■ Task details ■
Gather every line from the rows below that contains the string "brown" and copy each one in full. Case counts.

-- begin Task material --

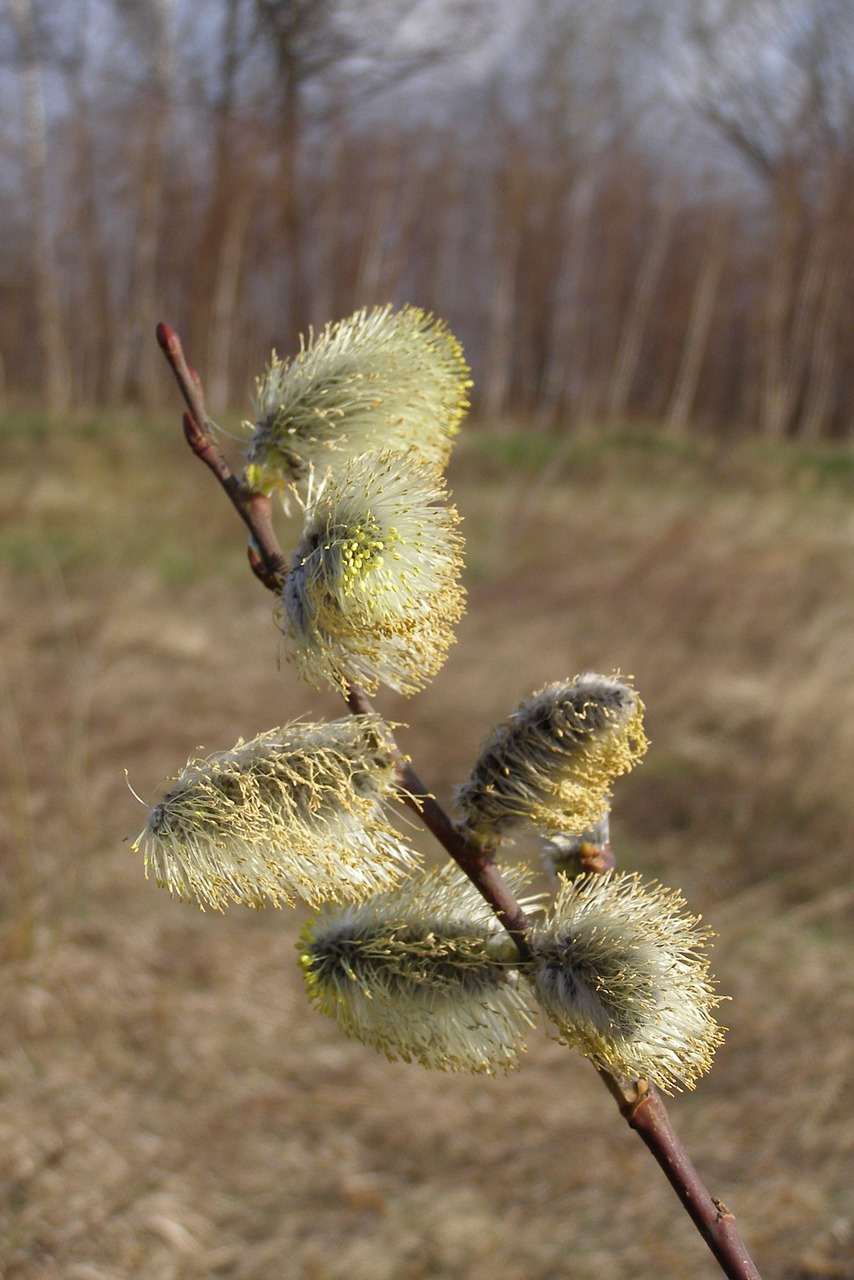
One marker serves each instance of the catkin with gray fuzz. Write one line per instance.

-- end Task material --
-- begin Task material --

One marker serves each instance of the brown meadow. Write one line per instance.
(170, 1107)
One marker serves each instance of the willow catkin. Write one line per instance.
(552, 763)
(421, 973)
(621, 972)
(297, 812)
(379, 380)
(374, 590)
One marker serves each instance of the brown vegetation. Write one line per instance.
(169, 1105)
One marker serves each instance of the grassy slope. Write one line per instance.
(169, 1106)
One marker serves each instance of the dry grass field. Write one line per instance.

-- end Task material --

■ Result for this task ■
One marker serves each instance of the brown meadow. Write one line per instance.
One marker serves each instance of the brown vegetation. Write one line per instance.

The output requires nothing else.